Problem description: Every entry that follows is to be duplicated exactly.
=== Begin Enclosure ===
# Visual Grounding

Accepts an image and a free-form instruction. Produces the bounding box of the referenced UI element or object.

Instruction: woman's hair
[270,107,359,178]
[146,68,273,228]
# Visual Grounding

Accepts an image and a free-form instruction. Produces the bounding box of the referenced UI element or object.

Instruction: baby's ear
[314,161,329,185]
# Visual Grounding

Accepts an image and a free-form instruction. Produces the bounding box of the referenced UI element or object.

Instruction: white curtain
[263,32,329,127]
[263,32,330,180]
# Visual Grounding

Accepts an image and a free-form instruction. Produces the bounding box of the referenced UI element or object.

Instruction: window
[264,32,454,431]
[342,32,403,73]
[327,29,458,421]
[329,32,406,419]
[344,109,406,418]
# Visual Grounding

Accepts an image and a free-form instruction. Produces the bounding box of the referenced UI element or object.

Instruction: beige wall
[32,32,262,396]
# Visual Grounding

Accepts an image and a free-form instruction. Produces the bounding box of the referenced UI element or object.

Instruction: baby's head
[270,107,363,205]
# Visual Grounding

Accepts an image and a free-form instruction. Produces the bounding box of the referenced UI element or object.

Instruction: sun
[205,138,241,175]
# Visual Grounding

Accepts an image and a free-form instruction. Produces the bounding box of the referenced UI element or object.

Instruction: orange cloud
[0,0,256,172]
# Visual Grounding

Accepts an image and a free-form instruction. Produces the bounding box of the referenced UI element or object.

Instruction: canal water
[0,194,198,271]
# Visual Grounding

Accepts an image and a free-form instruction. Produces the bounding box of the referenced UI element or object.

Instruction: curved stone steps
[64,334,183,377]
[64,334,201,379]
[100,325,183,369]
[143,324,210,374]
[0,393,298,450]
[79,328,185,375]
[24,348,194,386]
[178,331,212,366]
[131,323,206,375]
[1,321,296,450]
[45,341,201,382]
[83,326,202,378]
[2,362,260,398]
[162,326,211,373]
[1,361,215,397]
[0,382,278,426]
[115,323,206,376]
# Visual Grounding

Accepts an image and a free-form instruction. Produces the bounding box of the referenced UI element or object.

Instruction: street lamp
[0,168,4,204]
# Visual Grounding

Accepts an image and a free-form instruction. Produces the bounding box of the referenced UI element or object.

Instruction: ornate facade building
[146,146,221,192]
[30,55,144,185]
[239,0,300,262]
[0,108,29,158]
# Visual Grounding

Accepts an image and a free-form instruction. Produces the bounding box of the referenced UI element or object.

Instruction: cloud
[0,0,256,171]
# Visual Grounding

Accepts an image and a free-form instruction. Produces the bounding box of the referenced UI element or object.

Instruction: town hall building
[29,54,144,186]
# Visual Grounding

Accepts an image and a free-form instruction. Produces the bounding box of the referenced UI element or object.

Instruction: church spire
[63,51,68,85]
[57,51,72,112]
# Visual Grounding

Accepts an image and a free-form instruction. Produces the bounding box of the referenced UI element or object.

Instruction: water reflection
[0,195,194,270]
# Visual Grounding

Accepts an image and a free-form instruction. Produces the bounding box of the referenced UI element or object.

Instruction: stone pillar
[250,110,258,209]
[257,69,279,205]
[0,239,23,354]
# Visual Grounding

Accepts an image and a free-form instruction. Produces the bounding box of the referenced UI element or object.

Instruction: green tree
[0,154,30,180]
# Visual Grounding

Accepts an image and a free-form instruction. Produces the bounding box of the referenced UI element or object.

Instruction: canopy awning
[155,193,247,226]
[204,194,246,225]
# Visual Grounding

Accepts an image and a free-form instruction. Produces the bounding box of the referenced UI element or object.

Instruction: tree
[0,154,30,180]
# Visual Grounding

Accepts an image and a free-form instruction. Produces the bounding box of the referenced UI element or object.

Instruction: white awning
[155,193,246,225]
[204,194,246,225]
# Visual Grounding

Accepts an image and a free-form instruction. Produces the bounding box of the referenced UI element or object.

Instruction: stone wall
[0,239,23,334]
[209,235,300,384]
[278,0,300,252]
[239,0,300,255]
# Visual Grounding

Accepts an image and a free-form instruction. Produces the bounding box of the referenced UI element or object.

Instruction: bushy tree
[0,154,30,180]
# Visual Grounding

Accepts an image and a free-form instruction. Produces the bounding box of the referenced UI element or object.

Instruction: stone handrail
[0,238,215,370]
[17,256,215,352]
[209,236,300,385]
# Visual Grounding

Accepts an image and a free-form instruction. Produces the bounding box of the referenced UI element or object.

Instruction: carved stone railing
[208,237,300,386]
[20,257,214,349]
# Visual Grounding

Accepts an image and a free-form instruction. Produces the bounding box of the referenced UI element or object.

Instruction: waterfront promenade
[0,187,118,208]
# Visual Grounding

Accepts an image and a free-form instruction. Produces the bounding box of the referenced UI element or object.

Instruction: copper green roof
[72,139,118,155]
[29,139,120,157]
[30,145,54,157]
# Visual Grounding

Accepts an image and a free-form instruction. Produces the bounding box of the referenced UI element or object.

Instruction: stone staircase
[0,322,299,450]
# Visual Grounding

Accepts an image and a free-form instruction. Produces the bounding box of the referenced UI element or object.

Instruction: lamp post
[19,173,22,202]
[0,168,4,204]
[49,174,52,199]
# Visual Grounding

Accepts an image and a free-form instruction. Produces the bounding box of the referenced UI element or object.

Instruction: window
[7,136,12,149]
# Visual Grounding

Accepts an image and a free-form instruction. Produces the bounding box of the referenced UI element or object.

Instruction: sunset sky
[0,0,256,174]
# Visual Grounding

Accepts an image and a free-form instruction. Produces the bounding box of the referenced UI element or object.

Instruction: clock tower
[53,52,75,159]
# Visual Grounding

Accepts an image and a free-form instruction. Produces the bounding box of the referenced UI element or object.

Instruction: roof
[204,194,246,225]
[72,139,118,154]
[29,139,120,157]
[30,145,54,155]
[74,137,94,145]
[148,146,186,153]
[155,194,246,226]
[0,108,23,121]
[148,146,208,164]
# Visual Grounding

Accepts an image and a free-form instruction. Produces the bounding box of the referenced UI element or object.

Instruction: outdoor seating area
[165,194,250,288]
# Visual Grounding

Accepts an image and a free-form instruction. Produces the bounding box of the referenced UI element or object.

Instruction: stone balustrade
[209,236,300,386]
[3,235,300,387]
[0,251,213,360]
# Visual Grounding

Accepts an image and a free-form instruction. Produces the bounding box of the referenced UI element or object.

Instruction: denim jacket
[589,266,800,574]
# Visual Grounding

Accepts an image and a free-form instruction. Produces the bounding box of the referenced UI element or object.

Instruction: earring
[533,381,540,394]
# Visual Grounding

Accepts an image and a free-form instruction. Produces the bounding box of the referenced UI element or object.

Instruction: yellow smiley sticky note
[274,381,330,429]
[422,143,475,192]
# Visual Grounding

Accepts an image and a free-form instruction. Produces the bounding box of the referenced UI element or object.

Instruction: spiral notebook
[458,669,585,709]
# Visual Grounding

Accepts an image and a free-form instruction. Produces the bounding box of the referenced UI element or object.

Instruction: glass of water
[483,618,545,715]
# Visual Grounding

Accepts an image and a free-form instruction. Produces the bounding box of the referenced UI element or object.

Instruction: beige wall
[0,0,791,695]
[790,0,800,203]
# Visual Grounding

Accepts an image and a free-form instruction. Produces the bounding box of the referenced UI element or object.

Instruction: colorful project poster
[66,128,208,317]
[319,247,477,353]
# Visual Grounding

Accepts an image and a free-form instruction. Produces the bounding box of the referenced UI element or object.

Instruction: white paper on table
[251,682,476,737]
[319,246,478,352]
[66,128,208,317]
=== End Enclosure ===
Problem solution:
# Visual Grounding

Accepts an image and a free-form instruction. Produces the bounding box of the referenced UI element or object.

Instruction: woman's hair
[270,107,359,178]
[146,68,273,228]
# Visual Grounding

Accepts an image and a free-form instruction. Produces the bounding box of the referenced UI element or object.

Instruction: baby's ear
[314,161,329,185]
# Visual Grounding

Accepts an image and a free-form instruction. Produces the bounding box of the referenced UI element or object.

Instruction: white curtain
[263,32,329,127]
[263,32,330,180]
# Visual Grounding

Accepts an image and a free-form instruction. Produces the bounding box of the referenced UI element or object.

Instruction: window
[264,32,454,431]
[342,32,403,73]
[327,29,458,421]
[329,32,406,419]
[344,109,406,418]
# Visual Grounding

Accepts an image and a free-form instruction. Produces the bounding box of the referenced UI element or object.

Instruction: beige wall
[32,32,262,396]
# Visual Grounding

Accepts an image and a free-form instruction. Produces the bounding box of the referenced UI element or object.

Instruction: baby's head
[270,107,363,205]
# Visual Grounding

Accepts an image and a free-form instruction. Produces the bounding box of the referenced UI element or object.

Instruction: sun
[205,138,241,175]
# Visual Grounding

Accepts an image and a free-form instruction. Produces the bounding box of the referenced UI element or object.

Instruction: orange cloud
[0,0,256,172]
# Visual Grounding

Accepts an image and a free-form instruction. Produces the bounding box of the referenced UI element or object.

Instruction: canal water
[0,194,198,271]
# Visual Grounding

Accepts an image and a free-form instruction. Produces the bounding box of the referenced UI element or object.

Instruction: curved stone steps
[64,334,183,377]
[64,334,201,379]
[100,325,183,369]
[143,324,210,374]
[0,393,298,450]
[79,328,185,375]
[24,348,194,386]
[178,331,212,366]
[131,323,206,375]
[1,321,296,450]
[45,341,201,382]
[83,326,202,378]
[2,362,260,398]
[162,326,211,373]
[1,361,215,397]
[0,382,278,426]
[115,323,206,376]
# Visual Grounding

Accepts an image and a free-form instruction. Produces the bounding box of the referenced UI element or object.

Instruction: street lamp
[0,168,4,204]
# Visual Grounding

Accepts an image and a free-form instruction. Produces the bounding box of the referenced UI element or object.

Instruction: ornate facade building
[146,146,221,192]
[30,55,144,185]
[239,0,300,262]
[0,108,29,158]
# Visual Grounding

Accepts an image and a free-form instruction. Produces the bounding box of the referenced UI element or object.

Instruction: cloud
[0,0,256,171]
# Visual Grounding

Accepts an image and a free-form instruction. Produces the bounding box of the referenced UI element or object.

Instruction: town hall building
[29,54,144,186]
# Visual Grounding

Accepts an image and a free-form instruction. Produces the bounding box of the referenced UI element or object.

Instruction: church spire
[63,51,68,85]
[57,51,72,112]
# Visual Grounding

Accepts an image and a free-form instruction. Produces the bounding box of the referenced UI element or object.

Instruction: water reflection
[0,195,194,270]
# Visual Grounding

Accepts an image and a free-form instruction. Produces the bounding box of the referenced UI element or object.

Instruction: stone pillar
[250,110,258,209]
[257,69,279,205]
[0,239,23,354]
# Visual Grounding

Accepts an image and a free-form instruction. Produces the bounding box of the referenced UI element or object.

Instruction: green tree
[0,154,30,180]
# Visual Grounding

Accepts an image and a free-form instruction. Produces the bounding box of the referenced UI element or object.

Instruction: canopy awning
[155,193,247,226]
[204,194,246,225]
# Visual Grounding

Accepts an image and a free-form instruction. Produces the bounding box of the referenced UI element or object.

Instruction: tree
[0,154,30,180]
# Visual Grounding

Accepts an image and a free-form instruction. Produces the bounding box of the referenced UI element or object.

Instruction: white awning
[155,193,246,225]
[204,194,246,225]
# Visual Grounding

Accepts an image and a free-form instruction. Produces the bounding box of the referenced UI element or object.

Instruction: stone wall
[0,239,23,334]
[209,235,300,384]
[278,0,300,252]
[239,0,300,255]
# Visual Grounding

Accepts an image and a free-form instruction. Produces the bounding box of the referenced UI element or object.

Instruction: bushy tree
[0,154,30,180]
# Visual Grounding

Accepts an image and a free-form instruction. Produces the bounding box of the referenced UI element or object.

Instruction: stone handrail
[0,238,215,370]
[17,256,215,352]
[209,236,300,385]
# Visual Grounding

Accepts an image and a free-form instruction. Produces the bounding box of the referenced UI element or object.

Instruction: carved stone railing
[208,237,300,386]
[20,257,214,349]
# Visual Grounding

Accepts an image and a free-form instruction. Produces the bounding box of the referenced UI element or object.

Instruction: waterfront promenade
[0,187,118,208]
# Visual Grounding

Accepts an image and a free-form instruction. Produces the bounding box of the referenced UI element or object.

Instruction: copper green roof
[72,139,118,155]
[29,139,120,157]
[30,145,54,157]
# Visual Grounding

Accepts an image and a free-form instruction. Produces the bounding box of the referenced UI element or object.

Instruction: stone staircase
[0,322,299,450]
# Visual Grounding

Accepts an image and a free-form instruction. Produces the bounding box of the referenced UI element or object.

Instruction: lamp post
[19,173,22,202]
[0,168,4,204]
[49,174,52,199]
# Visual Grounding

Accepts an image and a free-form instruction. Produces the bounding box of the referenced UI element or object.

Instruction: window
[7,136,12,149]
# Visual Grounding

Accepts an image and a free-form instruction. Produces the bounding box of the referenced UI element or object.

Instruction: sunset sky
[0,0,256,174]
# Visual Grounding

Accepts an image and a free-form instruction. Produces the bounding box of the referenced UI element or object.

Instruction: clock tower
[53,52,75,159]
# Visual Grounding

Accepts an image and a free-form instruction. Produces the bounding box of the referenced UI element or object.

Instruction: roof
[204,194,246,225]
[72,139,118,154]
[29,139,120,157]
[30,145,54,155]
[74,137,94,145]
[148,146,186,153]
[155,194,246,226]
[0,108,23,121]
[148,146,208,164]
# Visual Grounding

Accepts an image and a free-form instruction. Produces the bounding box of the referenced UI element or object.

Instruction: outdoor seating area
[165,194,250,288]
# Visual Grounding

Accepts an image and a free-form instruction. Produces the bounding box of the referenced UI element or object.

Instruction: stone balustrade
[209,236,300,386]
[3,235,300,387]
[0,251,213,360]
# Visual Grounding

Accepts an image and a free-form instruction. Produces the bounding box of the referenced UI element or object.

Instruction: denim jacket
[589,266,800,574]
# Visual Grounding

Accepts an image and a free-form instruction. Produces the bounding box of the referenced UI element or object.

Instruction: earring
[533,381,540,394]
# Visual Grounding

Accepts an image and a free-form instruction. Produces the bounding box of the referenced UI element or object.

Instruction: yellow smiley sticky note
[274,381,330,429]
[422,143,475,192]
# Visual Grounding

Accepts an image and a free-form instruction. Produces the bounding box of the referenced UI element or object.

Instruction: spiral notebook
[458,669,585,709]
# Visual Grounding

Accepts an image and a free-form instruction. Produces the bounding box of the referenced UI element or object.

Instruction: glass of water
[483,618,545,715]
# Visual Grounding

Accepts an image and a free-form instruction. Produces the bounding box of the referenced UI element or object.

Instruction: beige wall
[0,0,791,695]
[790,0,800,203]
# Visual Grounding

Accepts an image and a free-form instruction. Produces the bounding box of the referenced UI element or object.

Instruction: colorful project poster
[66,128,208,317]
[319,247,477,353]
# Visual Grounding

Accepts an image and a free-form instruction. Produces the bounding box of the referenced UI element or object.

Instruction: white paper on table
[251,682,476,737]
[319,246,478,352]
[66,128,208,317]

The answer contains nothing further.